**Task item:** Once the pictures are set aside, reproduce all of the records exactly.

**Source data:**
———

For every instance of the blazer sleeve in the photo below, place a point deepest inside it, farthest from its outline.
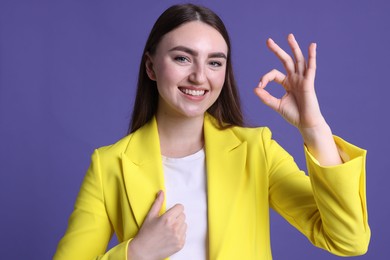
(89, 229)
(328, 206)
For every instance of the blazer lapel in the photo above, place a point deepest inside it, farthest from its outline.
(225, 159)
(142, 170)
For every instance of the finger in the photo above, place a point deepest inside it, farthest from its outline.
(312, 61)
(287, 61)
(298, 55)
(157, 204)
(175, 211)
(273, 75)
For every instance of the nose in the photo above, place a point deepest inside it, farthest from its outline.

———

**Expected answer:**
For every instance of the blazer sleeve in the photo below, place a point deepest inside it, farthest from its outline.
(89, 229)
(328, 206)
For every instance of the blazer lapel in the photo above, place a point deepest inside it, farthest from its outline.
(225, 159)
(142, 170)
For every instance of the finger in the photo above, place a point deepest inside it, farthest from its outline.
(312, 61)
(287, 61)
(298, 55)
(157, 204)
(175, 211)
(273, 75)
For every instance of the nose in the photo above, place a point deepest inside it, farthest from its outline.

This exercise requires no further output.